In Commissione, stessi concetti e un atteggiamento tuttavia più 'conciliante' con chi, all'epoca, istruì la delibera che ebbe il merito - e questo, è giusto riconoscerlo - di dare risposta abitativa a chi, in quel momento, non l'aveva, o almeno ad alcuni cittadini che non l'avevano, consentendo così, a molti nuclei familiari, di non lasciare la città.
Sta di fatto che Trifuoggi ha ribadito il "pugno duro" deciso dall'amministrazione: "Non c'è altro modo di affrontare la questione se non in maniera uguale per tutti: il caso per caso, infatti, porta all'abuso. Dunque, l'intento della Giunta comunale è di far rispettare le normative vigenti, le ordinanze assunte dal Consiglio comunale, quelle emesse dagli uffici". In altre parole, le 3500 'casette' provvisorie costruire senza alcuna comunicazione al Comune dell'Aquila dovranno essere abbattute, e così le abitazioni che, pur denunciate ai competenti uffici tecnici, non abbiano rispettato il dettato della delibera 58. Ci sono, poi, i manufatti regolarmente denunciati, costruiti secondo i dettami del deliberato, "e su questi si può pensare ad una sanatoria", l'apertura di Trifuoggi. Tuttavia, si tratta di pochissimi casi.

* * *

**Obiettivo dichiarato 1**
Nel testo sulle casette provvisorie dell'Aquila, spiega perché, secondo Trifuoggi, la questione va affrontata in maniera uguale per tutti. Rispondi in non più di tre frasi.
I record non hanno alcun legame con il testo.

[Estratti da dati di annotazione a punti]
* * *

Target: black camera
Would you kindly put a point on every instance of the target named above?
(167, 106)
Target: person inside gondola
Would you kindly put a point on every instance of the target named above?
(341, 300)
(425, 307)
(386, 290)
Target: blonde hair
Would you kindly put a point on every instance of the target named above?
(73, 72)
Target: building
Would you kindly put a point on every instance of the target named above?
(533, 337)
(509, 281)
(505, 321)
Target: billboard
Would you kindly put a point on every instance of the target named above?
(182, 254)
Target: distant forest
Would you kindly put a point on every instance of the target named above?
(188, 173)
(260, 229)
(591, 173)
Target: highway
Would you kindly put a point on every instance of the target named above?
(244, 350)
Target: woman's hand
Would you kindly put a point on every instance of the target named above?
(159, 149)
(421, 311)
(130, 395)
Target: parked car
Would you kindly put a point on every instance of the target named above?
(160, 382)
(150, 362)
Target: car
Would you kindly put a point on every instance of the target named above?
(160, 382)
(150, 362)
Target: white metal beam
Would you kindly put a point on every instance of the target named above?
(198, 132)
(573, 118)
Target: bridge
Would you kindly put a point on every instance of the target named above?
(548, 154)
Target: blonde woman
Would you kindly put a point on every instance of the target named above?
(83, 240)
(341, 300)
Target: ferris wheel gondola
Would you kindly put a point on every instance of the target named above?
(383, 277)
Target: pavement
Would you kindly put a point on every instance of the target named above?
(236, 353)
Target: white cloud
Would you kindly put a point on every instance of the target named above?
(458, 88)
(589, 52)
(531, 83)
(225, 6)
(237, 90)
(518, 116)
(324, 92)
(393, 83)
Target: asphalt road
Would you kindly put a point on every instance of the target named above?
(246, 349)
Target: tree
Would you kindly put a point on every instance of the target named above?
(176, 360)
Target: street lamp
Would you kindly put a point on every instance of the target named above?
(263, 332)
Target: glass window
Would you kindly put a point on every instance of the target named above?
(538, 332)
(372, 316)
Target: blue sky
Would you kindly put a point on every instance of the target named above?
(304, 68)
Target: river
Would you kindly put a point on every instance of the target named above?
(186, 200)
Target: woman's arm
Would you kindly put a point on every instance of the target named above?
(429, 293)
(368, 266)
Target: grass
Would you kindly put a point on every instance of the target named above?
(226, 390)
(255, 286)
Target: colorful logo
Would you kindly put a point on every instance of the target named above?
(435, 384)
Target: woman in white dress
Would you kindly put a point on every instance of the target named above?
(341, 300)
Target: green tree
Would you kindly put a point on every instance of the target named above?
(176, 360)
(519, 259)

* * *

**Obiettivo dichiarato 2**
Conta quante righe dei record contengono la parola "gondola", distinguendo tra maiuscole e minuscole, e scrivi soltanto il numero.

**Soluzione svolta 1**
Secondo Trifuoggi, non c'è altro modo di affrontare la questione se non in maniera uguale per tutti, perché valutare il caso per caso porta all'abuso.

**Soluzione svolta 2**
2